[ACTIVITY]
Lines with the string "precede" are to be identified in the listing and copied.

[ENTRIES SHOWN]

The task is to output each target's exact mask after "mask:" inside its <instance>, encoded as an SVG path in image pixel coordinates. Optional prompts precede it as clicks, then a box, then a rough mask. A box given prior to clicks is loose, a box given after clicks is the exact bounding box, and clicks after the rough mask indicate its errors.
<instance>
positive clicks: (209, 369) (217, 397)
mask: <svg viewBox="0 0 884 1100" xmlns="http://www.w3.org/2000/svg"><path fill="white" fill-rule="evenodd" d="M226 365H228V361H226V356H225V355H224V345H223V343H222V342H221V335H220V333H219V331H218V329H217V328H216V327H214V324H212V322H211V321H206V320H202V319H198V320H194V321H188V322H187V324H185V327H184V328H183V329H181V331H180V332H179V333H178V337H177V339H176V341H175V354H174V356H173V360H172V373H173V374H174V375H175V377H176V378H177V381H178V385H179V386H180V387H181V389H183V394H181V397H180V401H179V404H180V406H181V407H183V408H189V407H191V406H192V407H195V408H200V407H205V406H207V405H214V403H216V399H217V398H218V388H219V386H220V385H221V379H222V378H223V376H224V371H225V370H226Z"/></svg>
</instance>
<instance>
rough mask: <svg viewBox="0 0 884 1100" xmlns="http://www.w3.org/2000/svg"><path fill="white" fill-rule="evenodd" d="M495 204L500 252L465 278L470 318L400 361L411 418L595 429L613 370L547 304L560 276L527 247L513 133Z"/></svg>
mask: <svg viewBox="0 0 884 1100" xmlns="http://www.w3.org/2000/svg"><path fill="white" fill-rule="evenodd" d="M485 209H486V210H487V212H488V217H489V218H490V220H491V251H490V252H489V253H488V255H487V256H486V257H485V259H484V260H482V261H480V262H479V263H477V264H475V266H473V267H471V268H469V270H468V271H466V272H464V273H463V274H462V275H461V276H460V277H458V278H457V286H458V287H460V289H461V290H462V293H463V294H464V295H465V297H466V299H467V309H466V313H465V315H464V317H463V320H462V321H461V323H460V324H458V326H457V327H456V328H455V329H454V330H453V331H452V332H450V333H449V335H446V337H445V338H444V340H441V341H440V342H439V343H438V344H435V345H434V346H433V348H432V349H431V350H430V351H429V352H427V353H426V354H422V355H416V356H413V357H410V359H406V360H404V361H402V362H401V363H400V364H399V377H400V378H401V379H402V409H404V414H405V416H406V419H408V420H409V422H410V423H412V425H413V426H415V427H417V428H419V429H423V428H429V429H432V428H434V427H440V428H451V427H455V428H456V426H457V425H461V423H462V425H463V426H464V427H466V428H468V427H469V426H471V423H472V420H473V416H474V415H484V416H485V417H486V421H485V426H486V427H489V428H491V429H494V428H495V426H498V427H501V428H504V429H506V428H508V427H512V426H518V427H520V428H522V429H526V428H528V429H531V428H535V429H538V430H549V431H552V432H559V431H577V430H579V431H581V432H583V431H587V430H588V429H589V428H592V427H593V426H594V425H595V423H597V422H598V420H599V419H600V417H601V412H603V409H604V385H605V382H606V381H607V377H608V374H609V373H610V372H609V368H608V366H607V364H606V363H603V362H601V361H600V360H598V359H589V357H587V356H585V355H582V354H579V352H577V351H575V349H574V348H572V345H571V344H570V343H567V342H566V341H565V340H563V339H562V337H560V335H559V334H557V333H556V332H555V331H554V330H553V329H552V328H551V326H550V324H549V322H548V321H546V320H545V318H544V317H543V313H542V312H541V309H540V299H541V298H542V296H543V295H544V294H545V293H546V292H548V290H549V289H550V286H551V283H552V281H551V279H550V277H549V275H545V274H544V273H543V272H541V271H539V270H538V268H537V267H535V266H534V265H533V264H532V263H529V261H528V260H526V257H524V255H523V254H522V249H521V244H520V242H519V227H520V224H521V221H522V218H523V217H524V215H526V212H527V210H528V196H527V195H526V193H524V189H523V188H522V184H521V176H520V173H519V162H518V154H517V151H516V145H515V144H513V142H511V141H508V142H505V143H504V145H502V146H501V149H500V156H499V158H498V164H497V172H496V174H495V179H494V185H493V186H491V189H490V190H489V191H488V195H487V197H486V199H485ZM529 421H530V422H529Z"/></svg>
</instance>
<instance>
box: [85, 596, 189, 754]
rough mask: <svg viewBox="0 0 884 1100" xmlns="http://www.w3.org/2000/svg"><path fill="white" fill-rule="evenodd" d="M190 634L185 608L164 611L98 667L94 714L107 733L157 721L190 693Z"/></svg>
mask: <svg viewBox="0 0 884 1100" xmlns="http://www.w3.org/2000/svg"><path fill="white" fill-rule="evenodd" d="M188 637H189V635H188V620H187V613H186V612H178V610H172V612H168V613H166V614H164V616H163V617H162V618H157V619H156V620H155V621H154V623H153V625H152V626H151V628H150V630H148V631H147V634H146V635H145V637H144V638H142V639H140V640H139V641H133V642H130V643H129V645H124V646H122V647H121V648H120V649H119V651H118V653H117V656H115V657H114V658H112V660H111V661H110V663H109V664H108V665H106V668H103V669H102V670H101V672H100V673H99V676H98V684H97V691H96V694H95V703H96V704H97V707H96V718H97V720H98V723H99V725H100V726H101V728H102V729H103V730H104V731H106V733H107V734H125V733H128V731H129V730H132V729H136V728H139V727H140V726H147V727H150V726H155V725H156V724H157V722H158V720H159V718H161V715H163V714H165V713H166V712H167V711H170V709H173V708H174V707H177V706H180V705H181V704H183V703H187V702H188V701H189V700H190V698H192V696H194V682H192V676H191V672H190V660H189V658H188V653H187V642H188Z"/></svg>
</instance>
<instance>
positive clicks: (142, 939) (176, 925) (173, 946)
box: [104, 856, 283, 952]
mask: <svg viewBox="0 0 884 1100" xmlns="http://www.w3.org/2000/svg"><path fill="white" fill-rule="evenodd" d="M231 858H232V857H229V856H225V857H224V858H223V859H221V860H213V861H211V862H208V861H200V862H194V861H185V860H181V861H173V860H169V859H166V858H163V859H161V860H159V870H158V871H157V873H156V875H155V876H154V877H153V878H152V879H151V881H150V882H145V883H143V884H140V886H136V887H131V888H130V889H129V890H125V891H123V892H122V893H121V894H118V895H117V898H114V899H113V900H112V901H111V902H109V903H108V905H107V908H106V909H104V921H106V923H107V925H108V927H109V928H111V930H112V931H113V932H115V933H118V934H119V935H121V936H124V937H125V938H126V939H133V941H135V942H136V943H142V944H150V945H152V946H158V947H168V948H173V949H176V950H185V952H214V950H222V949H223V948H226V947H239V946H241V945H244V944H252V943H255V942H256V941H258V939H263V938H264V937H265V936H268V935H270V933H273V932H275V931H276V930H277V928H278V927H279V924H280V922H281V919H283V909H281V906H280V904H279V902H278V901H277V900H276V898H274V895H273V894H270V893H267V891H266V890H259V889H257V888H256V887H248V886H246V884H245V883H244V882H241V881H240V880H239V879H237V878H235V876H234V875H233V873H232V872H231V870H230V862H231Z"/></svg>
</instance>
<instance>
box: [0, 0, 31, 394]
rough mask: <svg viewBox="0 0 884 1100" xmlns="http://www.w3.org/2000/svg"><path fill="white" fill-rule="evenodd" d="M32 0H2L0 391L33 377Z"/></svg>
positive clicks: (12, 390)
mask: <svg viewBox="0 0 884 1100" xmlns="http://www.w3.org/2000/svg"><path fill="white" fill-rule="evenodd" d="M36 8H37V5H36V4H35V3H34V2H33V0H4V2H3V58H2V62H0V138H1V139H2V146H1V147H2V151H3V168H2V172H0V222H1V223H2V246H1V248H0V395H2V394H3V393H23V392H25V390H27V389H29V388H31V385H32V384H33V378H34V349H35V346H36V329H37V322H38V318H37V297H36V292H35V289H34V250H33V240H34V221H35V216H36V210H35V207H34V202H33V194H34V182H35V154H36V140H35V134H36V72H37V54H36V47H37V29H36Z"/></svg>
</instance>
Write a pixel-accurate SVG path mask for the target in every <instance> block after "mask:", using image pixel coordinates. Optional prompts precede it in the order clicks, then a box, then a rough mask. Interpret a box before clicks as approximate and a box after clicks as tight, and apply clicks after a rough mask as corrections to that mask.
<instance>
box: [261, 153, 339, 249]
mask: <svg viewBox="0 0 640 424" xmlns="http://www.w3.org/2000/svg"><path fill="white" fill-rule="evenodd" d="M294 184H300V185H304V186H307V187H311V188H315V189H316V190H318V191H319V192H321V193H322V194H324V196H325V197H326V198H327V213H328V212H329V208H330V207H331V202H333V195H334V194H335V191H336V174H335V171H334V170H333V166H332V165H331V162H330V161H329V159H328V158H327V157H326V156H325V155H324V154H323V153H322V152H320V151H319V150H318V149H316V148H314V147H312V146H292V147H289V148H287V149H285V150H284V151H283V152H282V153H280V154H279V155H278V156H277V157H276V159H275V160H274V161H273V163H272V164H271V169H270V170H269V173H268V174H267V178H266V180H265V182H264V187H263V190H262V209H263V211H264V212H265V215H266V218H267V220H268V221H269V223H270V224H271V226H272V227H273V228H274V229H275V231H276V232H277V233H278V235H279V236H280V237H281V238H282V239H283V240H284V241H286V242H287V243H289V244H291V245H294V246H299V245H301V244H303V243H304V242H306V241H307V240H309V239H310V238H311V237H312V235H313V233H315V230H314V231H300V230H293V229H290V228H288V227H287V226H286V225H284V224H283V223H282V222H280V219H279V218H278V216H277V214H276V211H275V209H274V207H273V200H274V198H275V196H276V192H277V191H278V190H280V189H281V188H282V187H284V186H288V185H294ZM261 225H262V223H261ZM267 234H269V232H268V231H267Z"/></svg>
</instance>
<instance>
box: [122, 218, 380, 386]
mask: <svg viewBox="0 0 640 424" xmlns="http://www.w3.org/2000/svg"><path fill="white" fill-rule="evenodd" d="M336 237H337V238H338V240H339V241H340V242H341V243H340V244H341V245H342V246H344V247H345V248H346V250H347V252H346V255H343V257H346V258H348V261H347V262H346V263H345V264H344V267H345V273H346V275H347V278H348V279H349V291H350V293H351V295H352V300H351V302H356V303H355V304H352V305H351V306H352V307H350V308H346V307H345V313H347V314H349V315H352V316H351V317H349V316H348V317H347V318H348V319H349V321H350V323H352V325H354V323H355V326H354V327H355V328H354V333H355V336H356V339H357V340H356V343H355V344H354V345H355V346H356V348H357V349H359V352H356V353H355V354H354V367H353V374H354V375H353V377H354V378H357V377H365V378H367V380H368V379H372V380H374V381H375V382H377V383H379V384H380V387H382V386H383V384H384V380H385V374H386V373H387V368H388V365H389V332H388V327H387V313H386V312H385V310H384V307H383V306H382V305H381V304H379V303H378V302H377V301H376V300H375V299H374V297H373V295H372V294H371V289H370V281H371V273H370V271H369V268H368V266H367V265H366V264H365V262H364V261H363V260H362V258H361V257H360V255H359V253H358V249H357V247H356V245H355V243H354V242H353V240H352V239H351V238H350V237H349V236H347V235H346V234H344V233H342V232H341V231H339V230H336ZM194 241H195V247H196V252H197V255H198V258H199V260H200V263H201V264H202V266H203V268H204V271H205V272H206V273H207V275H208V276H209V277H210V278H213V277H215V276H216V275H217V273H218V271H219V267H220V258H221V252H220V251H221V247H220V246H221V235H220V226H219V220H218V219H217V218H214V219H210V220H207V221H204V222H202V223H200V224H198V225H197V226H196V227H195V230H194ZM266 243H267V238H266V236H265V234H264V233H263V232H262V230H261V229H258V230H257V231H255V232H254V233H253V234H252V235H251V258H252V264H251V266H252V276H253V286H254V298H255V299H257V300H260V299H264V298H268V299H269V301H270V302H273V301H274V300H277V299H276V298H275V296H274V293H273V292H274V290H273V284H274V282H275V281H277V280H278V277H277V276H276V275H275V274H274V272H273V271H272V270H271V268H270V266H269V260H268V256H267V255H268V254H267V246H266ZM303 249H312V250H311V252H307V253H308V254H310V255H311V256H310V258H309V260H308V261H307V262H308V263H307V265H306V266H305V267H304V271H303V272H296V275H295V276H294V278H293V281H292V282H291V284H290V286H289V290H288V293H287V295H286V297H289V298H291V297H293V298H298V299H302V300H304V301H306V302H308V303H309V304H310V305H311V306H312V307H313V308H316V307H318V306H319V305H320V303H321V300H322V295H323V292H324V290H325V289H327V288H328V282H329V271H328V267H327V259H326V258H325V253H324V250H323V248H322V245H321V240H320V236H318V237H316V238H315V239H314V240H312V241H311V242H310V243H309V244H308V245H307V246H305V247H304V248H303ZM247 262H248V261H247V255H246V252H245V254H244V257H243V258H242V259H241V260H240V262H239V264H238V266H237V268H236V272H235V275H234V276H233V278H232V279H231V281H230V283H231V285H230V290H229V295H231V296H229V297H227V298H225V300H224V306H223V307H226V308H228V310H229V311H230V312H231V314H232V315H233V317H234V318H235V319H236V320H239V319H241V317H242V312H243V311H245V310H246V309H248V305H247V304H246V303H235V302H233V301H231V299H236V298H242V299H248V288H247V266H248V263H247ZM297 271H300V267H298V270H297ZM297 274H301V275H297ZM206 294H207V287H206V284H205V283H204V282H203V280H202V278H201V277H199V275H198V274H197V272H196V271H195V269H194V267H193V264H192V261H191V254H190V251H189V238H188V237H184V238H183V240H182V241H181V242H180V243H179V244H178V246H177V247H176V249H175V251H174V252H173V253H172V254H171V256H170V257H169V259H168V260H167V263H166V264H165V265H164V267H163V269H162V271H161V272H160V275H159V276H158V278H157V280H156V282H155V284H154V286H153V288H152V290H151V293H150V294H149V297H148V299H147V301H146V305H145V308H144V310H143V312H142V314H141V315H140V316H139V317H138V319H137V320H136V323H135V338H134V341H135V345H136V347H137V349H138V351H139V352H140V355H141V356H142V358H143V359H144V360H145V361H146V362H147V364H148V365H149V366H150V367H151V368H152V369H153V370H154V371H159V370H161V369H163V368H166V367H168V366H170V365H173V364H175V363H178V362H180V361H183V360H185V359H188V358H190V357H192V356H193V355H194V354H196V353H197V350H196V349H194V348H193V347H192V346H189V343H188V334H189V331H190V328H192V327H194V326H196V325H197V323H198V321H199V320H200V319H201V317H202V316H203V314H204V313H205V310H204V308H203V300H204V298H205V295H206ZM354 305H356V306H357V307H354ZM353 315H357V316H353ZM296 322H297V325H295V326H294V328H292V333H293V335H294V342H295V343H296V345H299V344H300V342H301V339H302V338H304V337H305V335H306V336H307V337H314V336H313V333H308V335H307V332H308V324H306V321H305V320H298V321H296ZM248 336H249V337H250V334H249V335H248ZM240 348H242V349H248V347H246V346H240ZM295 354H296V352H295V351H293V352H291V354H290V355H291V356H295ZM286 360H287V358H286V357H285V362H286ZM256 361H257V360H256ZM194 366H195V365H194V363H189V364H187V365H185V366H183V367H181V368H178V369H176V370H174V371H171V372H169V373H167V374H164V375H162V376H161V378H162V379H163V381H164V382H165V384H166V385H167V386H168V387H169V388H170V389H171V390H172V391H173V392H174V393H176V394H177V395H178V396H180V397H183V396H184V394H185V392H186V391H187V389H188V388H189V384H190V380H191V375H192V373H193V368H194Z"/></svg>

[TASK OUTPUT]
The task is to output each target's exact mask after "mask:" inside its <instance>, encoded as an SVG path in image pixel coordinates. Optional prompts precede it as clicks, then a box, then a rough mask. A box given prior to clicks is loose, a box given after clicks is the exact bounding box, and clicks after the rough mask indicate its errors.
Write a pixel-accurate SVG path mask for the target in every <instance> block after "mask:", using image pixel coordinates. Optional prompts precede it in the order clicks, then a box, then a rough mask. Interpret a box before clicks as approximate and a box after clicks as tight, and apply clicks after a rough mask as corrections to that mask.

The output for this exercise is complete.